(Stored data)
----------
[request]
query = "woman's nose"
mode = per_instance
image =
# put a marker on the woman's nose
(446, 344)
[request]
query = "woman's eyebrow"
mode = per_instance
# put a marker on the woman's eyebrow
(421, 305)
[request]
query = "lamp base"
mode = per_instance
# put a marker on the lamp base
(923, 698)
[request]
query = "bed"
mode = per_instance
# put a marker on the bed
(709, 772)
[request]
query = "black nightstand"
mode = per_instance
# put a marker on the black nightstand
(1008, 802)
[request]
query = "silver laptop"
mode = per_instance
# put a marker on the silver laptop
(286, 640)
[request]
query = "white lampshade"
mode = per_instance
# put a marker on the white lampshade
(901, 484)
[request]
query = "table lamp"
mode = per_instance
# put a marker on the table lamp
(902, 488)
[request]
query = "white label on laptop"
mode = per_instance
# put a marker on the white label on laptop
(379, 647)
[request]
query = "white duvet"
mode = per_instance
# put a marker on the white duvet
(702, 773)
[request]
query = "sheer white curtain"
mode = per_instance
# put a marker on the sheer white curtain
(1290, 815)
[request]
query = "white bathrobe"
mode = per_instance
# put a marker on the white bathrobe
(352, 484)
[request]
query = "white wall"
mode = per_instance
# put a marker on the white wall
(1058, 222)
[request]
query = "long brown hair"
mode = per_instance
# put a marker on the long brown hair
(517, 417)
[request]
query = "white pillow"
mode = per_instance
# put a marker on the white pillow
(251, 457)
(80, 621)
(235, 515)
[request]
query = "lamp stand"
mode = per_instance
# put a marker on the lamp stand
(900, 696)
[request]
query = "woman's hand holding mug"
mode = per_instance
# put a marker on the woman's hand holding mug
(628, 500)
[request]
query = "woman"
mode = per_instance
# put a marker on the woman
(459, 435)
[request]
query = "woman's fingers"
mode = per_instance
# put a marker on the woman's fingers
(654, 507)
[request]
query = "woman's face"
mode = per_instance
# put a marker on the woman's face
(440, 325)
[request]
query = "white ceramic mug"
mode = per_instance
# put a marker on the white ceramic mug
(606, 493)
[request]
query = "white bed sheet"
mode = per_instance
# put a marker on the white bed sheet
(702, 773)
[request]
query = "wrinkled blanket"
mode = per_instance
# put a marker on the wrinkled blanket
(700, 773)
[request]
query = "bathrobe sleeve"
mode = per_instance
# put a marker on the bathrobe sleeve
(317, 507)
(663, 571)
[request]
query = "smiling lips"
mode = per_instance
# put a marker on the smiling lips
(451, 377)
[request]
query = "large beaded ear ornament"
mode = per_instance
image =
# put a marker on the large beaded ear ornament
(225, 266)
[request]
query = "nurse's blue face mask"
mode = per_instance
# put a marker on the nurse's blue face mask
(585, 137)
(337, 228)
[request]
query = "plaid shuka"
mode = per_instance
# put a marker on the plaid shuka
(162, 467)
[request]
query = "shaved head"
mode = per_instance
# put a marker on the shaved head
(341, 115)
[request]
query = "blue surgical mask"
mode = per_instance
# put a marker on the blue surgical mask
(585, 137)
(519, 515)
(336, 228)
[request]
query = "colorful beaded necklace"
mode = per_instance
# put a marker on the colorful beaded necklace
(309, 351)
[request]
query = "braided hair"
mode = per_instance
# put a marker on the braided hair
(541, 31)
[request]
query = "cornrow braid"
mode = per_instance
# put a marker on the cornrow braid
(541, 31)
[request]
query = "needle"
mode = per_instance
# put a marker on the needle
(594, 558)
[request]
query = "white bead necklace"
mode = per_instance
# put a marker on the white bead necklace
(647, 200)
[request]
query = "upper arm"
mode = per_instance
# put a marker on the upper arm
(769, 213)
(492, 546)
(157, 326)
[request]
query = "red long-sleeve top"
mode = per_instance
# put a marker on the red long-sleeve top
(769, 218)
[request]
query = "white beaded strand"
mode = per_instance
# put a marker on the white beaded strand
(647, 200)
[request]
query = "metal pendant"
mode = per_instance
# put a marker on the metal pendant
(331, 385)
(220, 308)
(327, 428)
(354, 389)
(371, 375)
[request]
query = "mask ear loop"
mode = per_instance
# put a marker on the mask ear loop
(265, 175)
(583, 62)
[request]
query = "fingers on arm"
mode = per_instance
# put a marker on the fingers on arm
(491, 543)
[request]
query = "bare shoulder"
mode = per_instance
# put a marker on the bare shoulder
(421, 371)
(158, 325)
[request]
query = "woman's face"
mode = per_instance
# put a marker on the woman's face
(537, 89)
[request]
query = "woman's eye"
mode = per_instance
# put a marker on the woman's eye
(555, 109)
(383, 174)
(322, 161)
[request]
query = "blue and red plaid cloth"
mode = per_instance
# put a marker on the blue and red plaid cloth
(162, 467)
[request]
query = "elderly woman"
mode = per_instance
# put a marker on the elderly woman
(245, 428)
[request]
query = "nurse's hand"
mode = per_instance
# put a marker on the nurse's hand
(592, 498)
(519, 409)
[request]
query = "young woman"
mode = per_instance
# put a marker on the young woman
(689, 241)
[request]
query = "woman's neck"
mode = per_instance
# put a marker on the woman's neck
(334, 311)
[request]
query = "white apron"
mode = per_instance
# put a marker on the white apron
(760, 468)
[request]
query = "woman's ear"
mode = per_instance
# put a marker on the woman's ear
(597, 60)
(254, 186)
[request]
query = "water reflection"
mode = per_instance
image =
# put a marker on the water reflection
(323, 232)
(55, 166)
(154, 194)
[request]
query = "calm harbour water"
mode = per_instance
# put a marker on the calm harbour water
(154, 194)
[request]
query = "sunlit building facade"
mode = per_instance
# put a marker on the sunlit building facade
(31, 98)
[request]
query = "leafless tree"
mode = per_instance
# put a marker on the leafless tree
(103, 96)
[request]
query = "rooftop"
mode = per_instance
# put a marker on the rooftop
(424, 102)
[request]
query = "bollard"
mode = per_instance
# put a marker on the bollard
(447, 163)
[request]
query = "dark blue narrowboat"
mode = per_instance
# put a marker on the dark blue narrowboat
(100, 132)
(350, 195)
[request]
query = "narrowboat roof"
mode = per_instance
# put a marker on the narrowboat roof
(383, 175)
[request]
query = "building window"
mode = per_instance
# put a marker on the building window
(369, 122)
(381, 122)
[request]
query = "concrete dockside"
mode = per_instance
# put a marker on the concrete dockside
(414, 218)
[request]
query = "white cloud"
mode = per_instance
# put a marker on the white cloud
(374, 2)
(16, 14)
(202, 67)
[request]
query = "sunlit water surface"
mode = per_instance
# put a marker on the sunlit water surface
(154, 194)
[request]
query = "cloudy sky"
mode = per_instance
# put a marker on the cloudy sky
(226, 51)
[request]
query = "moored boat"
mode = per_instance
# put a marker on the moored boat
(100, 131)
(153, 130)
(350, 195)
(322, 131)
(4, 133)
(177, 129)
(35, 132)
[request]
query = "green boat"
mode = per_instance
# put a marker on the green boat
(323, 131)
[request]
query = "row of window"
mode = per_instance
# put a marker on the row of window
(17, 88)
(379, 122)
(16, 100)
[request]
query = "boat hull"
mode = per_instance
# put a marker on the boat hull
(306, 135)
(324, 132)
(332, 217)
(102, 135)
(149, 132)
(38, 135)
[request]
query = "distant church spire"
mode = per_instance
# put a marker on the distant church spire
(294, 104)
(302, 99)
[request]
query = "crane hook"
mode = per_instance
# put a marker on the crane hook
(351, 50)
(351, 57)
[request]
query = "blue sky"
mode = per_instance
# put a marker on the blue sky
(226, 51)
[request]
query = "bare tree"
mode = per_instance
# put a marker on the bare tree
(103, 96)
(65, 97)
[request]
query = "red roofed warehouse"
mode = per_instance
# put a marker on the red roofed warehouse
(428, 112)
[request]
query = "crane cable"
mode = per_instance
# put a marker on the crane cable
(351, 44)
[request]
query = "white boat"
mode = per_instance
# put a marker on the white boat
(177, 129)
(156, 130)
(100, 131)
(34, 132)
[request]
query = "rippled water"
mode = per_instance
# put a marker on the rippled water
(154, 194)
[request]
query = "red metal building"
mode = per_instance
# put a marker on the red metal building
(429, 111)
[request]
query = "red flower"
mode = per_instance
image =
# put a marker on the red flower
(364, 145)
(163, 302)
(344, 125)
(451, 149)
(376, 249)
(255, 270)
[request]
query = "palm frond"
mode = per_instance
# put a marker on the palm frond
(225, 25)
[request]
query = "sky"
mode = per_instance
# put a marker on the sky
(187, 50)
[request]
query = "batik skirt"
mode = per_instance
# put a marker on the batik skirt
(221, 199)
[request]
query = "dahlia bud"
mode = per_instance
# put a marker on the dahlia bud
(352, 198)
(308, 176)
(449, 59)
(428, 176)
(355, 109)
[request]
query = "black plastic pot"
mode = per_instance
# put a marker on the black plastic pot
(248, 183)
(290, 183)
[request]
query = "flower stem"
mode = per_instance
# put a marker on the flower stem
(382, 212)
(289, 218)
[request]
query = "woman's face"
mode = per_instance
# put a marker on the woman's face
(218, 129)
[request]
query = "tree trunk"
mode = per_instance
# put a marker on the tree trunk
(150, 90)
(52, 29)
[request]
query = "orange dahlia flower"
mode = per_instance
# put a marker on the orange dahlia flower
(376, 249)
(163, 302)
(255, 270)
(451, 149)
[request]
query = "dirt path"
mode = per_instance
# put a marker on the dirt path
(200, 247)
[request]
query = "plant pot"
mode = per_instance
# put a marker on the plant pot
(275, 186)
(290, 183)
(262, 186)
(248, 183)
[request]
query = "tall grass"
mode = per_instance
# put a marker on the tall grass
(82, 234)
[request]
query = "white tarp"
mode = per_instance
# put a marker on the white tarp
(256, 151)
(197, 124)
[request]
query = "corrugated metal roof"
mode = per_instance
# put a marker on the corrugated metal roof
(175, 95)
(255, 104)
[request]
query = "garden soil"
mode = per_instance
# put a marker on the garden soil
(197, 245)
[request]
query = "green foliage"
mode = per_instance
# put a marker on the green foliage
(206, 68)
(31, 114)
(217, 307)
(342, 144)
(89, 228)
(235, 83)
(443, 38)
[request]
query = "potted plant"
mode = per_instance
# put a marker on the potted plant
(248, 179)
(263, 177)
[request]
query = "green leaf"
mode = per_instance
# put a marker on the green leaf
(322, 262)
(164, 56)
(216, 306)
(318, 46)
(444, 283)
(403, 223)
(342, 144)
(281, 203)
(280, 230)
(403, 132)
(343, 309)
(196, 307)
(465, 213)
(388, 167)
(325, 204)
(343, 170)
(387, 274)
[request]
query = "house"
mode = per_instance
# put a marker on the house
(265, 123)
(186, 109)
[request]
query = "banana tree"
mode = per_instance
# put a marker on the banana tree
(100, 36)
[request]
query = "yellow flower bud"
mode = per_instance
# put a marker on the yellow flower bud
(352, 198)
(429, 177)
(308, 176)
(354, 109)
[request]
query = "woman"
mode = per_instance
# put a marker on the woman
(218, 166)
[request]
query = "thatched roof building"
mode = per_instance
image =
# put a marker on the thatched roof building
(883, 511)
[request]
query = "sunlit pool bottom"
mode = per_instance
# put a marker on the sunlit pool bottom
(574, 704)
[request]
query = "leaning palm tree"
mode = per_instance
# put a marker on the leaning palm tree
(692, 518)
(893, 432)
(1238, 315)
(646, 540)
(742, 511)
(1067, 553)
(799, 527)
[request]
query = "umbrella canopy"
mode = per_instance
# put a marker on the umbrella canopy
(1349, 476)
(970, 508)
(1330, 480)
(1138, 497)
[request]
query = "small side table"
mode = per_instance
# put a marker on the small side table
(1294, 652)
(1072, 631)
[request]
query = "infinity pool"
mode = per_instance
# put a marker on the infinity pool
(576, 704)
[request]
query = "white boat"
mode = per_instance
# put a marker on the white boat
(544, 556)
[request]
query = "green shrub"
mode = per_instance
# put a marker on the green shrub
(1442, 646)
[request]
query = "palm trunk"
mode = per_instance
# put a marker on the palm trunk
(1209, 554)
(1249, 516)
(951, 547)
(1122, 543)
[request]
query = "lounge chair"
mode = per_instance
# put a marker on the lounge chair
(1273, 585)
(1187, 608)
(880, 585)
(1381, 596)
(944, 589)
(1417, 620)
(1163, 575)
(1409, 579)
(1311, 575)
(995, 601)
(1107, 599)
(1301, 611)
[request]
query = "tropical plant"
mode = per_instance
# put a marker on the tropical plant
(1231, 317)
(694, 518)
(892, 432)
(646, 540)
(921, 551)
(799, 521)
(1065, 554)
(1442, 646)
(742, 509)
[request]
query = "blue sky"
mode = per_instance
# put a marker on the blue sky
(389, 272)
----------
◆ **Work order**:
Send back exactly the lines from the line with "# put a marker on the green shrub" through the end of the records.

◆ **Result of the exercise**:
# put a marker on the green shrub
(1442, 646)
[request]
query = "palm trunk"
mode = per_instance
# put a marker on the palm trunk
(1209, 554)
(1249, 516)
(951, 547)
(1122, 543)
[request]
query = "lounge chair"
mode = per_instance
# put a marker on the lounge chair
(1273, 585)
(1187, 608)
(880, 585)
(1381, 596)
(944, 589)
(1417, 620)
(1163, 575)
(1409, 579)
(1311, 575)
(995, 601)
(1107, 599)
(1301, 611)
[request]
query = "tropical plant"
mode = per_instance
# put a marker on the tropical plant
(1231, 317)
(694, 518)
(892, 432)
(646, 540)
(921, 551)
(799, 521)
(1065, 554)
(1442, 646)
(742, 509)
[request]
query = "blue sky"
mode = per_instance
# put a marker on the blue sky
(389, 272)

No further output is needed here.